▽
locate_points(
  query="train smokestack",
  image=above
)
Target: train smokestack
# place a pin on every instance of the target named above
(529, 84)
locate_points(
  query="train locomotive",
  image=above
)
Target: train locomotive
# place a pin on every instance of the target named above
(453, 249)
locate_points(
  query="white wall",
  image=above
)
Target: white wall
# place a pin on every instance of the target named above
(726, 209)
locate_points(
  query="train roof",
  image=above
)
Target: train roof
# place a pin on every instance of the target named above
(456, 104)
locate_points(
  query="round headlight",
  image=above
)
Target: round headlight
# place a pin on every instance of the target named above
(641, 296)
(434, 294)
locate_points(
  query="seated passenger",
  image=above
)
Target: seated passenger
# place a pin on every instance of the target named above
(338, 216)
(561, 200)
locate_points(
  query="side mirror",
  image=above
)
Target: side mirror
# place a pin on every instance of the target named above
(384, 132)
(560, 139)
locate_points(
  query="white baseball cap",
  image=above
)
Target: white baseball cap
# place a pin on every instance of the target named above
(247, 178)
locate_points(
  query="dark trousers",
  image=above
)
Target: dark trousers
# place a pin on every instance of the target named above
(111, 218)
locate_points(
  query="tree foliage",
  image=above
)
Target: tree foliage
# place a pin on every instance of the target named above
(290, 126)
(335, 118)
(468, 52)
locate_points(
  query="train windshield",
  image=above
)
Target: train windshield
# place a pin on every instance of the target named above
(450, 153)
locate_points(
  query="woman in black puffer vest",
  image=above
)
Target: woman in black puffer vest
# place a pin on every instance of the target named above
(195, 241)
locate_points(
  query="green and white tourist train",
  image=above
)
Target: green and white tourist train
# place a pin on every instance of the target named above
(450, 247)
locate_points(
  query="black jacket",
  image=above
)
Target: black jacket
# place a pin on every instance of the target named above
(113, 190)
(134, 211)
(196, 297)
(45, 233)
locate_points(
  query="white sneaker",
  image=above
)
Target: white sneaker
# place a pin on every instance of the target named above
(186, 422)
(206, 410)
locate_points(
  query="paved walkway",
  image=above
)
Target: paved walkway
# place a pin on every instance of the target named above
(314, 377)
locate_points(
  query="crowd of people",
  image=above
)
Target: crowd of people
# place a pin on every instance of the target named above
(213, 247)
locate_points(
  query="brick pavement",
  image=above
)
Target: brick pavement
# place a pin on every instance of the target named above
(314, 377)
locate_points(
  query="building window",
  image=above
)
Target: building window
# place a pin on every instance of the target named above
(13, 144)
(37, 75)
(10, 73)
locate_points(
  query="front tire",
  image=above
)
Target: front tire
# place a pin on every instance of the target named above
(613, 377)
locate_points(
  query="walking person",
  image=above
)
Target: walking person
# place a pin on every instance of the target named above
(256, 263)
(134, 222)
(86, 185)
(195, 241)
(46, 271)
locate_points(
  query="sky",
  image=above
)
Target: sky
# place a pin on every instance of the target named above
△
TASK STATEMENT.
From the first line of the data through the line with "Target: round headlight", quote each line exactly and add nothing else.

WRITTEN ANSWER.
locate_points(
  query="train smokestack",
  image=above
)
Target: train smokestack
# place a pin on every instance of the target named above
(529, 84)
locate_points(
  query="train locomotive",
  image=above
)
Target: train locomotive
# place a pin on every instance of the target named above
(453, 249)
locate_points(
  query="white wall",
  image=above
)
Target: white wall
# place a pin on every instance of the target named above
(726, 209)
locate_points(
  query="train roof",
  image=above
)
Target: train roof
# place a pin on every instance of the target named above
(456, 104)
locate_points(
  query="round headlight",
  image=above
)
Target: round headlight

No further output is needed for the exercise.